* _EXERCISES TO COMPLETE_
a - Reproduce a stretch of the passage on Sogou's legal and regulatory risks word for word. Begin at the words "The online search" and stop after "of third parties.".
b - Continue the passage on Sogou's legal and regulatory risks, starting right after its last sentence.

* _SUPPLIED TEXT_
-----

Sogou may be subject to regulatory investigations and sanctions for inappropriate or illegal content that is accessed through its search results.
The online search industry in China is subject to extensive regulation. If content accessed through Sogous search services includes information that PRC governmental authorities find illegal or inappropriate, Sogou may be required to curtail or even shut down its search services, and Sogou may be subject to other penalties. Although Sogou seeks to prevent fraudulent or otherwise illegal or inappropriate websites and information from being included in its search results, such measures may not be effective.
Sogou may be subject to potential liability for claims that search results violate the intellectual property rights of third parties.

-----

* _EXTRACTED RECORDS_
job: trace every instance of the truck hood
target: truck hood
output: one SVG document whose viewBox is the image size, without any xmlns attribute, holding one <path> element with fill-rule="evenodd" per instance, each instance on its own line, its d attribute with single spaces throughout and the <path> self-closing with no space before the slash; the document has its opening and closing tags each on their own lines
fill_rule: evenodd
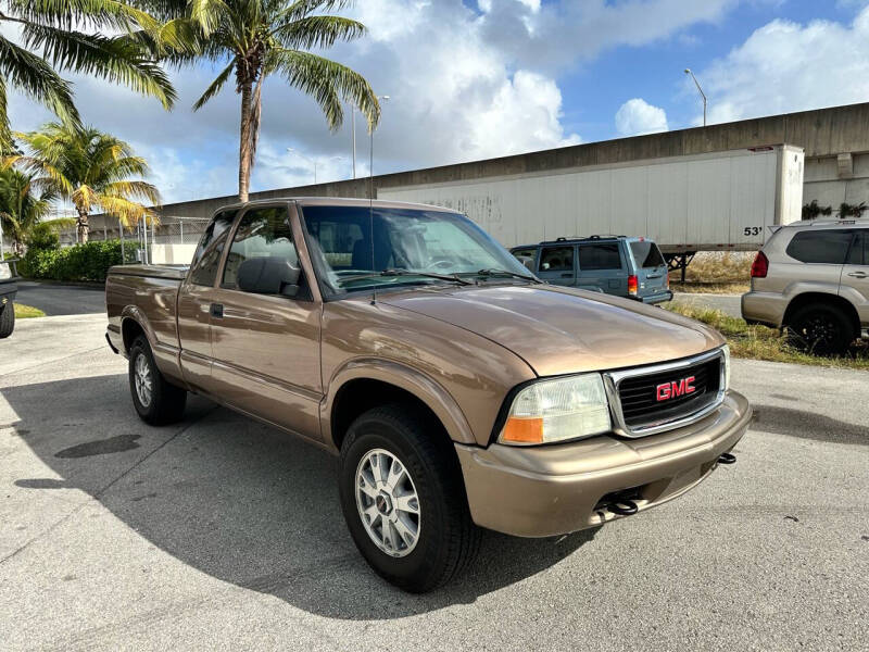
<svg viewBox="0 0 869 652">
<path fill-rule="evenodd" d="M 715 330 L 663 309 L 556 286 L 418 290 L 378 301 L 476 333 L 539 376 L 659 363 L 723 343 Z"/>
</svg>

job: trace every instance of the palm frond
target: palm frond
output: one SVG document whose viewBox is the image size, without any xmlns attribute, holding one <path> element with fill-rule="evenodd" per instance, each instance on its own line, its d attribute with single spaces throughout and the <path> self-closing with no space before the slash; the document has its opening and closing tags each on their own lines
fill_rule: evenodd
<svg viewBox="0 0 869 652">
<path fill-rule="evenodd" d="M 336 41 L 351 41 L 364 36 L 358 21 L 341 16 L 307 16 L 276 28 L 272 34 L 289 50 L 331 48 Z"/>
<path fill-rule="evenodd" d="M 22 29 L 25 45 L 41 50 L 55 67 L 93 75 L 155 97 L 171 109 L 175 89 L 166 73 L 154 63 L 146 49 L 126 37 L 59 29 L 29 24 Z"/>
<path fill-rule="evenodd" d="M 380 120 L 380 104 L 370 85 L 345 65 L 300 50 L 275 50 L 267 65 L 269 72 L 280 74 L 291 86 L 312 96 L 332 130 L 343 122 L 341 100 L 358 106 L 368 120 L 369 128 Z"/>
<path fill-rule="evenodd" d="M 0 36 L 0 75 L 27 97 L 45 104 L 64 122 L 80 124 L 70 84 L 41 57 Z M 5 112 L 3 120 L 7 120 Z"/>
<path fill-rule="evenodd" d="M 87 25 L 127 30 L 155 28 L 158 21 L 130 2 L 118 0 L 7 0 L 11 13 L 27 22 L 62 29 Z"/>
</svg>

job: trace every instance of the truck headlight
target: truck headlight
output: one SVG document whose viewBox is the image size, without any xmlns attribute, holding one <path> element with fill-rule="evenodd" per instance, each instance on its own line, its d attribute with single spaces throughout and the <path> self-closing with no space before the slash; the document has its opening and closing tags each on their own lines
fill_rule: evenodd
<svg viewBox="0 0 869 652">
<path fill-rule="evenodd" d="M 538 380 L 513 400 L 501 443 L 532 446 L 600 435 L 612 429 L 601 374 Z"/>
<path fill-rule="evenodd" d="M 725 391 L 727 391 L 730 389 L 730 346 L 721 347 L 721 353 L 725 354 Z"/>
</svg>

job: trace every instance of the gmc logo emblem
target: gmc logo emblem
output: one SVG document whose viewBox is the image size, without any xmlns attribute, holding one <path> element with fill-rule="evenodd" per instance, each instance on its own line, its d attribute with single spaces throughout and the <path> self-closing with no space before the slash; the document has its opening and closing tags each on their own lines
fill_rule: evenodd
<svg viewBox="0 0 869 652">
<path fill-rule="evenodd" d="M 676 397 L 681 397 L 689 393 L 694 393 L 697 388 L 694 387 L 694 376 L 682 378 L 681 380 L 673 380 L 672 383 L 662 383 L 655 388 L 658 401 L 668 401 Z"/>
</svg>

-----

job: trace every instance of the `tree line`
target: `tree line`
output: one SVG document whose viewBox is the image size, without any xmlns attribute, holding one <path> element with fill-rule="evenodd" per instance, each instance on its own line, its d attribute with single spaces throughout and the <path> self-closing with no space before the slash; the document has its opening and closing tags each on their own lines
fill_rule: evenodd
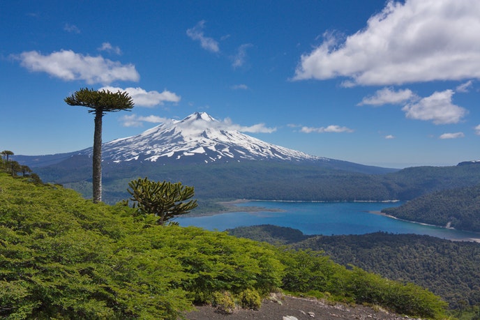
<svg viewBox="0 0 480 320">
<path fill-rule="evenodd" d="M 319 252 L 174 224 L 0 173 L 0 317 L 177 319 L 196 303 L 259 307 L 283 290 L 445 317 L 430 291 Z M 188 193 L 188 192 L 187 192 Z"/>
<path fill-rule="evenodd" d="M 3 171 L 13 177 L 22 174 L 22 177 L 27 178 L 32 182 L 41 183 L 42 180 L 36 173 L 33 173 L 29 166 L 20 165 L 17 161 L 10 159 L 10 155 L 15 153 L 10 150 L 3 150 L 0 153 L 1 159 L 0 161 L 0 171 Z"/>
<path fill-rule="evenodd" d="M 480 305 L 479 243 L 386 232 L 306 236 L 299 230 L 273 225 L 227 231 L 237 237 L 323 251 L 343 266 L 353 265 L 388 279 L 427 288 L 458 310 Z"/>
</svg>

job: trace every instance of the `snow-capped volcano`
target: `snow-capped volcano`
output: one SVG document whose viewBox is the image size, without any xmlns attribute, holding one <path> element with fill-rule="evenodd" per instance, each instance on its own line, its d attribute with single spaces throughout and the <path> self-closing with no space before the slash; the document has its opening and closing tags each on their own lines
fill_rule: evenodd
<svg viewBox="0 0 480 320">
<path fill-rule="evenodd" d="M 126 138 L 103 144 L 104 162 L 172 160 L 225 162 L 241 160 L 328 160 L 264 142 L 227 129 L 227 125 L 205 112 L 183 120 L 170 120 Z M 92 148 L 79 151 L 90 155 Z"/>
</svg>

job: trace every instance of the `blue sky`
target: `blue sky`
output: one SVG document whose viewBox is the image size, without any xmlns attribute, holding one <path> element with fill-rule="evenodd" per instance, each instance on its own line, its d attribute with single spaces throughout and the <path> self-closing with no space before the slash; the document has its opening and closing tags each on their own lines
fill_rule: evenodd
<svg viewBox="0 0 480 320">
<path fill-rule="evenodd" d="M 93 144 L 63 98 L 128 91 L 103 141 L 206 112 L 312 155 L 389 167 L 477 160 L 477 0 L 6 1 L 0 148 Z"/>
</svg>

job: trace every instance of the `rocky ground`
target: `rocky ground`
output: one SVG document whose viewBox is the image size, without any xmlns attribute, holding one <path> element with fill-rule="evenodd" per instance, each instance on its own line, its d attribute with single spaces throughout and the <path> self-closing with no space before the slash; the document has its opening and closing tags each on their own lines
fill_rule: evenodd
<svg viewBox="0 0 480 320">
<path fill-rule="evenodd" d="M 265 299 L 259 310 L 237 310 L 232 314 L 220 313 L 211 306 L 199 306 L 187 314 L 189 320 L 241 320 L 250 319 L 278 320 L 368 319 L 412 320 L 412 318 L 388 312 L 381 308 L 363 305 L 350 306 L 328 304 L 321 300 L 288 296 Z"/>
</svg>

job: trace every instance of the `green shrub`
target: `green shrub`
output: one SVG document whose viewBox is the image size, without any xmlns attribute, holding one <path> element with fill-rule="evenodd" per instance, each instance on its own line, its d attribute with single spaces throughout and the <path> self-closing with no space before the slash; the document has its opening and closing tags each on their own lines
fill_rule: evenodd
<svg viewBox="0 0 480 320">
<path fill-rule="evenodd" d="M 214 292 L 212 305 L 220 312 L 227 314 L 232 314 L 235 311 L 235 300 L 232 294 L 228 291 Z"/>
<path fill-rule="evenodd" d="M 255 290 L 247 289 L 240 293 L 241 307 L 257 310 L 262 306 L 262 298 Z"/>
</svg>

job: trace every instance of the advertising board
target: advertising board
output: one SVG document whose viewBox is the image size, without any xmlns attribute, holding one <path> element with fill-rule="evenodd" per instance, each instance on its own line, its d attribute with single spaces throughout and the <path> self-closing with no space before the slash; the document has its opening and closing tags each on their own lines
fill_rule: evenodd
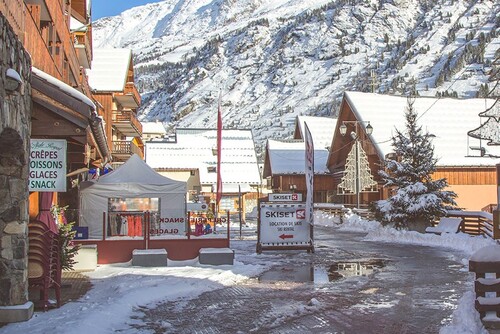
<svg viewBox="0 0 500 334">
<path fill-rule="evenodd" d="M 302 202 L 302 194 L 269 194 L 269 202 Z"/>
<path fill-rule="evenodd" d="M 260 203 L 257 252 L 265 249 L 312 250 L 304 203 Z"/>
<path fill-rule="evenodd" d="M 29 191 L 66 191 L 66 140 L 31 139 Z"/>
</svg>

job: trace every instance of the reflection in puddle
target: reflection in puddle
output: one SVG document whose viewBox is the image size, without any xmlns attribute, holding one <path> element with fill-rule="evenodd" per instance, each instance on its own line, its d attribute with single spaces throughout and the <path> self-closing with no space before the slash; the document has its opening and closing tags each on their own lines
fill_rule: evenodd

-----

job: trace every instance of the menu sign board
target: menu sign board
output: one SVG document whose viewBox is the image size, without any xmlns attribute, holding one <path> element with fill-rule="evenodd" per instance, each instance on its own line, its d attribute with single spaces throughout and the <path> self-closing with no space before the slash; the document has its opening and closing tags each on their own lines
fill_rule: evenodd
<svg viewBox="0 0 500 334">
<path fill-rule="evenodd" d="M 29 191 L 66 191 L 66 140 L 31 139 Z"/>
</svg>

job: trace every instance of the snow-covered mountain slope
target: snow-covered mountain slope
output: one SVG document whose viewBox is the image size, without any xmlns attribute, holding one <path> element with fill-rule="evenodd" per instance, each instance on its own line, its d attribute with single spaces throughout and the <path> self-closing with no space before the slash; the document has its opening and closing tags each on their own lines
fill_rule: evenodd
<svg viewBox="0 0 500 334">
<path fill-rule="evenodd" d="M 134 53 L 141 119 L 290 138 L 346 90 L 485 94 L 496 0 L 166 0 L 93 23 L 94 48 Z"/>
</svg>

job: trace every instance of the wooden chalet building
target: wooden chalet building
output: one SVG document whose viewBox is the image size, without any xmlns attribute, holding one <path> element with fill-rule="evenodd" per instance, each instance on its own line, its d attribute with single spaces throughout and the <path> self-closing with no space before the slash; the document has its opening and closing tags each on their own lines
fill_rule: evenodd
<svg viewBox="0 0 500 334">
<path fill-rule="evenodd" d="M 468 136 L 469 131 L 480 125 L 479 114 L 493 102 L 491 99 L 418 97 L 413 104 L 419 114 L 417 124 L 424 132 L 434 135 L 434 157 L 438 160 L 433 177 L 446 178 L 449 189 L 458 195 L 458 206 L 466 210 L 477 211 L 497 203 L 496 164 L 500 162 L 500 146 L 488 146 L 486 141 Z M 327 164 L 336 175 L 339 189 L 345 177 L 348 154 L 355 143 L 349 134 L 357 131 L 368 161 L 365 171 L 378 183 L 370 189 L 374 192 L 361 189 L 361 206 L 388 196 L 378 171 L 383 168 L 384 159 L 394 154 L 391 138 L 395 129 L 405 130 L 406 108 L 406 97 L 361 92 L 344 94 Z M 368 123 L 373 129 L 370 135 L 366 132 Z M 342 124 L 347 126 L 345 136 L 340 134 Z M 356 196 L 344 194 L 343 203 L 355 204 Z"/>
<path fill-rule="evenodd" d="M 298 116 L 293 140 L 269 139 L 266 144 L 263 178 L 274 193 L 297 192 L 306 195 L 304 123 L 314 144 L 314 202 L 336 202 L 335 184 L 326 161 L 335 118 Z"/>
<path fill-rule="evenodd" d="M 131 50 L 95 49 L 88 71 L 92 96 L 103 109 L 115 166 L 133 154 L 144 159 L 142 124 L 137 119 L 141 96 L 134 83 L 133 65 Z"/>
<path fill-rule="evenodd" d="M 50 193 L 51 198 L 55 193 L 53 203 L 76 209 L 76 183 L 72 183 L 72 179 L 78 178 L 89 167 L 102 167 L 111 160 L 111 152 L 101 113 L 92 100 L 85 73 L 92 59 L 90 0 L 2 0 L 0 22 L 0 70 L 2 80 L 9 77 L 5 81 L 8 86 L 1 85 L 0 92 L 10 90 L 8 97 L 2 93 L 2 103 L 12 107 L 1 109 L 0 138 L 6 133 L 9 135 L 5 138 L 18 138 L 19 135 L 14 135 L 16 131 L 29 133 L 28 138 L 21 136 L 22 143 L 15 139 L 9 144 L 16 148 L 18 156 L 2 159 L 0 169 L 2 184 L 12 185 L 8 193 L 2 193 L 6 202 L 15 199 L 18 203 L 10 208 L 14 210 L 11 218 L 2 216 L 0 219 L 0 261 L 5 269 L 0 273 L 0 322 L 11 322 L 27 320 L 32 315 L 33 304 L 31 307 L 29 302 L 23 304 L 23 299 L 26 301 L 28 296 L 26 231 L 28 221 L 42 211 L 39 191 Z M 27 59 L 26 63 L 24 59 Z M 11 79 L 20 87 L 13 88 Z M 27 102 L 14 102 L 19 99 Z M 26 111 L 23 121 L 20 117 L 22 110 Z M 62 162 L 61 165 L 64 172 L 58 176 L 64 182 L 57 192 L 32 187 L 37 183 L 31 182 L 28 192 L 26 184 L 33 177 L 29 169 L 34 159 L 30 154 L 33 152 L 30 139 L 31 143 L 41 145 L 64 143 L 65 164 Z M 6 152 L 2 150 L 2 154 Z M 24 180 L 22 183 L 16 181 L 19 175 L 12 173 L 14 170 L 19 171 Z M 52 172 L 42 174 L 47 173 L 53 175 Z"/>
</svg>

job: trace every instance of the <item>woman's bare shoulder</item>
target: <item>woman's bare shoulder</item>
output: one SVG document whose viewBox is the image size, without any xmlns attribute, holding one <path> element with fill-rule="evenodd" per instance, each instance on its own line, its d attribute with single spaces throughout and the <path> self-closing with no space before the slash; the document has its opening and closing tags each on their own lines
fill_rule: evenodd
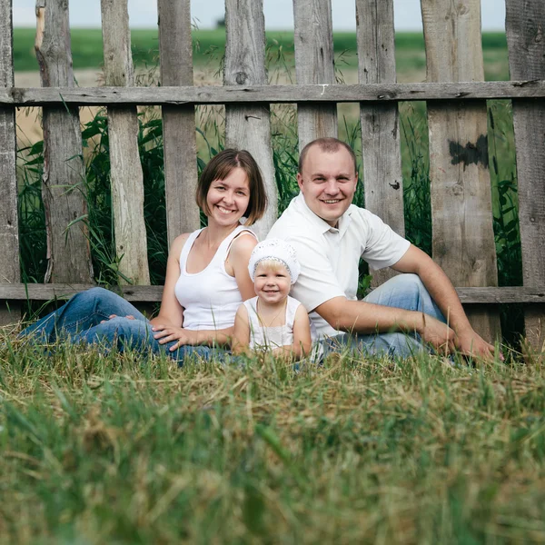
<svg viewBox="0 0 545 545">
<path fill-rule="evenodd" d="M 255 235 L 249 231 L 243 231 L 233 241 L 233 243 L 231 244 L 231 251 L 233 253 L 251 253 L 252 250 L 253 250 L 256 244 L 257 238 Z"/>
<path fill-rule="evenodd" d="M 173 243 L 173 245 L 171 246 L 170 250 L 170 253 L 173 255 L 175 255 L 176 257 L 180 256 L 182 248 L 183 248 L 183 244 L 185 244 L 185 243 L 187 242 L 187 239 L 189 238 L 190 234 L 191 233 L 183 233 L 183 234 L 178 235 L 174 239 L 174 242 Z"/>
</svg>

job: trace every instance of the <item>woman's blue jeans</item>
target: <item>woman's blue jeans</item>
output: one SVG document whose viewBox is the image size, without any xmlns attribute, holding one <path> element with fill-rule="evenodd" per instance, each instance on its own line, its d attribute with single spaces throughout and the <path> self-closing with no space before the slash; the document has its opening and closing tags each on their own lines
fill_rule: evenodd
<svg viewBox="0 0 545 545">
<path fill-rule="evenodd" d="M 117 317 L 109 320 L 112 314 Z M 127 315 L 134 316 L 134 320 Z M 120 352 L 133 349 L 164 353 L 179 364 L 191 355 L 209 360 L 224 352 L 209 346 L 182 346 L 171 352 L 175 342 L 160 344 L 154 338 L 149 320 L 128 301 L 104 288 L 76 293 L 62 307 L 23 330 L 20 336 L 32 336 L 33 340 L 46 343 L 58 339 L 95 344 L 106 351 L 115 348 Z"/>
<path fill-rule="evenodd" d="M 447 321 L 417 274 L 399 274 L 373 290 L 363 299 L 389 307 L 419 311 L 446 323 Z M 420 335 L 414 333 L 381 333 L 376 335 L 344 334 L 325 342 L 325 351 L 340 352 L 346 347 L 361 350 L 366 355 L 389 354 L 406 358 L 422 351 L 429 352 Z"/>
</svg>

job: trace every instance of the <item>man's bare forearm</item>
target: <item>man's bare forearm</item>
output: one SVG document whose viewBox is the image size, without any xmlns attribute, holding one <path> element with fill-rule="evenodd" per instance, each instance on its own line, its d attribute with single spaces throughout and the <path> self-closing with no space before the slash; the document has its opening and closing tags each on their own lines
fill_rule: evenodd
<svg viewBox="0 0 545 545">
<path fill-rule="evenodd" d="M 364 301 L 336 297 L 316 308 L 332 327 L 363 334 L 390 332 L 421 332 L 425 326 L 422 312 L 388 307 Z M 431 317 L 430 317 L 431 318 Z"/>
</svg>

-----

* _IN RESPONSE_
a -
The online search industry in China is subject to extensive regulation. If content accessed through Sogous search services includes information that PRC governmental authorities find illegal or inappropriate, Sogou may be required to curtail or even shut down its search services, and Sogou may be subject to other penalties. Although Sogou seeks to prevent fraudulent or otherwise illegal or inappropriate websites and information from being included in its search results, such measures may not be effective.
Sogou may be subject to potential liability for claims that search results violate the intellectual property rights of third parties.

b -
It is possible that content that is made available by Sogou through its search results may violate the intellectual property rights of third parties. PRC laws and regulations are evolving, and uncertainties exist with respect to the legal standards for determining the potential liability of online search service providers for search results that provide links to content on third-party websites that infringes copyrights of third parties. In December 2012, the Supreme Peoples Court of the PRC promulgated a judicial interpretation providing that PRC courts will place the burden on Internet service providers to remove not only links or content that has been specifically-mentioned in notices of infringement from persons and entities claiming copyright in such content, but also links or content that the providers should have known contained infringing content. This interpretation could subject it to significant administrative burdens and might expose it to civil liability and penalties. Further, Sogou relies on content provided by professional researchers and writers, either developed by the outlets themselves or adapted from content of parties separate from such outlets, and it is difficult for it to fully monitor such content, which could make it more vulnerable to potential infringement claims.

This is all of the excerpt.